* Exercise objective: Copy out all the records below, substituting "coarse mask" for every "rough mask" and leaving everything else unchanged. Omit the pictures from your answer.

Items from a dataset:
___
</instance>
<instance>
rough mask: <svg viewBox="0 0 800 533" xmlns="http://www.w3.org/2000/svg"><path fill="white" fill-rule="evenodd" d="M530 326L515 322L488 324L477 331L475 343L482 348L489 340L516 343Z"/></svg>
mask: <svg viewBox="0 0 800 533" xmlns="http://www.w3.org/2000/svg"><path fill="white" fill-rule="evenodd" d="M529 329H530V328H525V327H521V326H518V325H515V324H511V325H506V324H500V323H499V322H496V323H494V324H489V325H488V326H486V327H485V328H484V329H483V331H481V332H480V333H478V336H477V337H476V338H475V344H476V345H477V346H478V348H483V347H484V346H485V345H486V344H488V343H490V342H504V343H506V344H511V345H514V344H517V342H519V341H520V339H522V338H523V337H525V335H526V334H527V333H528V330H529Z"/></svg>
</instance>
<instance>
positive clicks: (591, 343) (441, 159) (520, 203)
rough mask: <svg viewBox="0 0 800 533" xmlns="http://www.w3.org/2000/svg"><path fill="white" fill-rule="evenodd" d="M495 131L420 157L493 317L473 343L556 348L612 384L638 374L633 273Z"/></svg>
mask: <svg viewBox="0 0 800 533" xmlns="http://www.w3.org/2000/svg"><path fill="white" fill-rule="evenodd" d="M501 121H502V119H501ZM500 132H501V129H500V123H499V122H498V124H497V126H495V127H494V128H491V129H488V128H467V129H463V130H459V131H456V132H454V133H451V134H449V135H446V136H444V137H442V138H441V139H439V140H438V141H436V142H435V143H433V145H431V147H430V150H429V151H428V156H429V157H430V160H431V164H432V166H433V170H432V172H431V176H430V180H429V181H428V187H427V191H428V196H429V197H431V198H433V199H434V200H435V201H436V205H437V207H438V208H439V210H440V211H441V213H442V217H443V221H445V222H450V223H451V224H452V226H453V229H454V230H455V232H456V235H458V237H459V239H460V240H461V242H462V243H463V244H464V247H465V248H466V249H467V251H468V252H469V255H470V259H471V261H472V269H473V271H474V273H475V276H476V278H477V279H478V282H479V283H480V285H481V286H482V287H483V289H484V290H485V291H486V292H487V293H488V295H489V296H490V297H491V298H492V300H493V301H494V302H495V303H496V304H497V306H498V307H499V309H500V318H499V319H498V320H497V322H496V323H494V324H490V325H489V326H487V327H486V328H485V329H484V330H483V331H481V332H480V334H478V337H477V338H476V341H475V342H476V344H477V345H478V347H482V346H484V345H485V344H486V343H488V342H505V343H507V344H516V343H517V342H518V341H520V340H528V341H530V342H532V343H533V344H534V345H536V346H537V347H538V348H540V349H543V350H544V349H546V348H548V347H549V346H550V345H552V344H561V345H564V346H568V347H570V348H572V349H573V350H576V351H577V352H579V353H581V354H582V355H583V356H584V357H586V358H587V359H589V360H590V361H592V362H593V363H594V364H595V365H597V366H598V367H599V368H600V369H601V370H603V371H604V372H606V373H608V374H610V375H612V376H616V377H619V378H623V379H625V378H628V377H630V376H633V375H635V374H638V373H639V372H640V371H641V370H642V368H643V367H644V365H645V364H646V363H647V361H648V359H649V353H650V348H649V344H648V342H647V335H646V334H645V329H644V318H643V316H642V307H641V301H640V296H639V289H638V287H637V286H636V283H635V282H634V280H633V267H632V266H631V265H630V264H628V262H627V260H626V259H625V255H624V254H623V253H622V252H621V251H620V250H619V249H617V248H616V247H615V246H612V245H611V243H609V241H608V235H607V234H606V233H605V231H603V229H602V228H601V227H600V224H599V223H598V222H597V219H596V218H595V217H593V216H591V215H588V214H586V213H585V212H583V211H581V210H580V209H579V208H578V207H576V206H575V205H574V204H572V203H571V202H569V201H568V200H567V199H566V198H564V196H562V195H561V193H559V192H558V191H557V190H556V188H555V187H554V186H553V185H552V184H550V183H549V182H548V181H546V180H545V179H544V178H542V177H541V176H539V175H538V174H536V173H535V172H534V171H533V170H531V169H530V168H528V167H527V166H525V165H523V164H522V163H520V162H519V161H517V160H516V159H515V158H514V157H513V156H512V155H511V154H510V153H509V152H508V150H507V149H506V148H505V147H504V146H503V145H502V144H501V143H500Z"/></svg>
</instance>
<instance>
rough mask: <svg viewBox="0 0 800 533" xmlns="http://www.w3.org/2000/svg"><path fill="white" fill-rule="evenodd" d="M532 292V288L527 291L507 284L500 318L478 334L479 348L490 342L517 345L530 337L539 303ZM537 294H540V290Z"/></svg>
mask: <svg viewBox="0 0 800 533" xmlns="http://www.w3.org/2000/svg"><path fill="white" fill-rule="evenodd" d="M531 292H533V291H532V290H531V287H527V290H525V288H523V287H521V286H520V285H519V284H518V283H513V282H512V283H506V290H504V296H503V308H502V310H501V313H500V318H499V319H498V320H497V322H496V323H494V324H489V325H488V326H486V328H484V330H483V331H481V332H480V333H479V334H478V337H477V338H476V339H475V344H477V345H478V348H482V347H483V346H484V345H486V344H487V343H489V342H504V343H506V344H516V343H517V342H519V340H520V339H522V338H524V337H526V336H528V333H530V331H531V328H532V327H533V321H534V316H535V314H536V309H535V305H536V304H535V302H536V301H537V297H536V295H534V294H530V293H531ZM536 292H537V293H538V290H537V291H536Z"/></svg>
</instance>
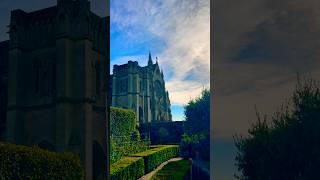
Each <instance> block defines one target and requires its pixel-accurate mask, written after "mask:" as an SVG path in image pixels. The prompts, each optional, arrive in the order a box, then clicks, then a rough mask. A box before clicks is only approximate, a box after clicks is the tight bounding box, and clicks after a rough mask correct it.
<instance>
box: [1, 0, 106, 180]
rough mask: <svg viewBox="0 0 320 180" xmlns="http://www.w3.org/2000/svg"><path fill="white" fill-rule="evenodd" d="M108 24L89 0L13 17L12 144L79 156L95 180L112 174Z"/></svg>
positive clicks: (72, 3)
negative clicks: (109, 103) (111, 160)
mask: <svg viewBox="0 0 320 180" xmlns="http://www.w3.org/2000/svg"><path fill="white" fill-rule="evenodd" d="M108 21H109V19H108V18H102V17H99V16H98V15H96V14H94V13H93V12H91V10H90V2H88V1H87V0H76V1H75V0H58V1H57V6H53V7H49V8H46V9H42V10H38V11H34V12H24V11H22V10H14V11H12V12H11V22H10V32H9V36H10V40H9V55H8V56H9V57H8V62H9V64H8V108H7V109H8V110H7V126H6V129H7V132H6V139H7V141H8V142H12V143H15V144H24V145H39V146H41V147H43V148H47V149H50V150H53V151H66V150H67V151H72V152H74V153H76V154H78V155H79V156H80V158H81V160H82V162H83V165H84V167H85V172H86V179H87V180H91V179H101V178H102V179H103V177H104V176H105V175H106V163H107V160H106V158H107V153H106V143H107V142H106V130H107V127H106V126H107V123H106V94H107V75H108V74H109V72H108V70H109V68H107V67H108V66H109V65H108V62H109V59H108V58H109V55H108V54H107V53H108V48H109V47H107V44H109V43H108V33H107V32H108V31H107V29H109V27H107V26H108V24H109V22H108Z"/></svg>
___
* Completed task:
</instance>
<instance>
coarse mask: <svg viewBox="0 0 800 533" xmlns="http://www.w3.org/2000/svg"><path fill="white" fill-rule="evenodd" d="M530 326L515 322L488 324L477 331L475 343L482 348L489 340L516 343Z"/></svg>
mask: <svg viewBox="0 0 800 533" xmlns="http://www.w3.org/2000/svg"><path fill="white" fill-rule="evenodd" d="M529 329H530V328H525V327H521V326H518V325H515V324H511V325H506V324H500V323H499V322H496V323H494V324H489V325H488V326H486V327H485V328H484V329H483V331H481V332H480V333H478V336H477V337H476V338H475V344H476V345H477V346H478V348H483V347H484V346H485V345H486V344H488V343H490V342H504V343H506V344H511V345H514V344H517V342H519V341H520V339H522V338H523V337H525V335H526V334H527V333H528V330H529Z"/></svg>
</instance>
<instance>
positive clicks: (591, 343) (441, 159) (520, 203)
coarse mask: <svg viewBox="0 0 800 533" xmlns="http://www.w3.org/2000/svg"><path fill="white" fill-rule="evenodd" d="M495 131L420 157L493 317L473 343L556 348L612 384L638 374L633 273Z"/></svg>
mask: <svg viewBox="0 0 800 533" xmlns="http://www.w3.org/2000/svg"><path fill="white" fill-rule="evenodd" d="M501 121H502V119H501ZM500 132H501V129H500V123H499V122H498V124H497V126H495V127H494V128H491V129H488V128H467V129H463V130H459V131H456V132H454V133H451V134H449V135H446V136H444V137H442V138H441V139H439V140H438V141H436V142H435V143H433V145H431V147H430V150H429V151H428V156H429V157H430V160H431V164H432V166H433V170H432V172H431V176H430V180H429V181H428V187H427V191H428V196H429V197H431V198H433V199H434V200H435V201H436V205H437V207H438V208H439V210H440V211H441V213H442V217H443V221H445V222H450V223H451V224H452V226H453V229H454V230H455V232H456V235H458V237H459V239H460V240H461V242H462V243H463V244H464V247H465V248H466V249H467V251H468V252H469V255H470V259H471V261H472V269H473V271H474V273H475V276H476V278H477V279H478V282H479V283H480V285H481V286H482V287H483V289H484V290H485V291H486V292H487V293H488V295H489V296H490V297H491V298H492V300H493V301H494V302H495V303H496V304H497V306H498V307H499V309H500V318H499V319H498V320H497V322H496V323H494V324H490V325H489V326H487V327H486V328H485V329H484V330H483V331H481V332H480V334H478V337H477V338H476V341H475V342H476V344H477V345H478V347H482V346H484V345H485V344H486V343H488V342H505V343H507V344H516V343H517V342H518V341H520V340H528V341H530V342H532V343H533V344H534V345H536V346H537V347H538V348H540V349H543V350H544V349H546V348H548V347H549V346H550V345H552V344H561V345H564V346H568V347H570V348H572V349H573V350H576V351H577V352H579V353H581V354H582V355H583V356H584V357H586V358H587V359H589V360H590V361H592V362H593V363H594V364H595V365H597V366H598V367H599V368H600V369H601V370H603V371H604V372H606V373H608V374H610V375H612V376H616V377H619V378H623V379H625V378H628V377H630V376H633V375H635V374H638V373H639V372H640V371H641V370H642V368H643V367H644V365H645V364H646V363H647V361H648V359H649V353H650V348H649V344H648V342H647V335H646V334H645V329H644V318H643V316H642V307H641V301H640V296H639V289H638V287H637V286H636V283H635V282H634V280H633V267H632V266H631V265H630V264H628V262H627V260H626V259H625V255H624V254H623V253H622V252H621V251H620V250H619V249H617V248H616V247H615V246H612V245H611V243H609V241H608V235H607V234H606V233H605V231H603V229H602V228H601V227H600V224H599V223H598V222H597V219H596V218H595V217H593V216H591V215H588V214H586V213H585V212H583V211H581V210H580V209H579V208H578V207H576V206H575V205H574V204H572V203H571V202H569V201H568V200H567V199H566V198H564V196H562V195H561V193H559V192H558V191H557V190H556V188H555V187H554V186H553V185H552V184H550V183H549V182H548V181H546V180H545V179H544V178H542V177H541V176H539V175H538V174H536V173H535V172H534V171H533V170H531V169H530V168H528V167H527V166H525V165H523V164H522V163H520V162H519V161H517V160H516V159H515V158H514V157H513V156H512V155H511V154H510V153H509V152H508V150H507V149H506V148H505V147H504V146H503V145H502V144H501V143H500Z"/></svg>
</instance>
<instance>
coarse mask: <svg viewBox="0 0 800 533" xmlns="http://www.w3.org/2000/svg"><path fill="white" fill-rule="evenodd" d="M532 292V288L527 291L507 284L500 318L478 334L479 348L490 342L517 345L530 337L539 303ZM537 294H540V290Z"/></svg>
mask: <svg viewBox="0 0 800 533" xmlns="http://www.w3.org/2000/svg"><path fill="white" fill-rule="evenodd" d="M531 292H533V291H532V290H531V287H527V290H525V288H523V287H521V286H520V285H519V284H518V283H513V282H512V283H506V290H504V296H503V308H502V310H501V313H500V318H499V319H498V320H497V322H496V323H494V324H489V325H488V326H486V328H484V330H483V331H481V332H480V333H479V334H478V337H477V338H476V339H475V344H477V345H478V348H482V347H483V346H484V345H486V344H487V343H489V342H504V343H506V344H516V343H517V342H519V340H520V339H522V338H524V337H526V336H528V333H530V331H531V328H532V327H533V321H534V316H535V314H536V309H535V305H536V304H535V302H536V301H537V297H536V295H534V294H530V293H531ZM536 292H537V293H538V290H537V291H536Z"/></svg>
</instance>
Each <instance> block defines one target and requires its pixel-accurate mask, written after "mask:" as an SVG path in image pixels. The prompts, each optional, arrive in the order a box, then clicks, then a coarse mask. A box before clicks is only approximate, a box after clicks is the tight bounding box, and clicks after a coarse mask correct it.
<instance>
box: [1, 0, 106, 180]
coarse mask: <svg viewBox="0 0 320 180" xmlns="http://www.w3.org/2000/svg"><path fill="white" fill-rule="evenodd" d="M108 24L89 0L13 17L12 144L79 156L95 180L112 174Z"/></svg>
positive clicks: (72, 3)
negative clicks: (109, 103) (111, 160)
mask: <svg viewBox="0 0 320 180" xmlns="http://www.w3.org/2000/svg"><path fill="white" fill-rule="evenodd" d="M108 21H109V19H108V18H102V17H99V16H98V15H96V14H94V13H93V12H91V10H90V2H88V1H87V0H76V1H75V0H58V1H57V6H53V7H49V8H46V9H42V10H38V11H34V12H24V11H22V10H14V11H12V12H11V22H10V32H9V36H10V40H9V55H8V56H9V57H8V62H9V64H8V108H7V109H8V110H7V126H6V129H7V132H6V139H7V141H8V142H12V143H15V144H24V145H39V146H41V147H43V148H47V149H50V150H53V151H66V150H67V151H72V152H74V153H76V154H78V155H79V156H80V158H81V160H82V162H83V165H84V167H85V172H86V179H87V180H91V179H101V178H102V179H103V177H104V176H105V175H106V163H107V160H106V158H107V153H106V143H107V142H106V130H107V127H106V126H107V123H106V94H107V75H108V74H109V72H108V70H109V68H107V67H108V66H109V65H108V62H109V59H108V58H109V55H108V54H107V53H108V48H109V47H107V44H109V43H108V33H107V32H108V31H107V29H109V27H107V26H108V24H109V22H108Z"/></svg>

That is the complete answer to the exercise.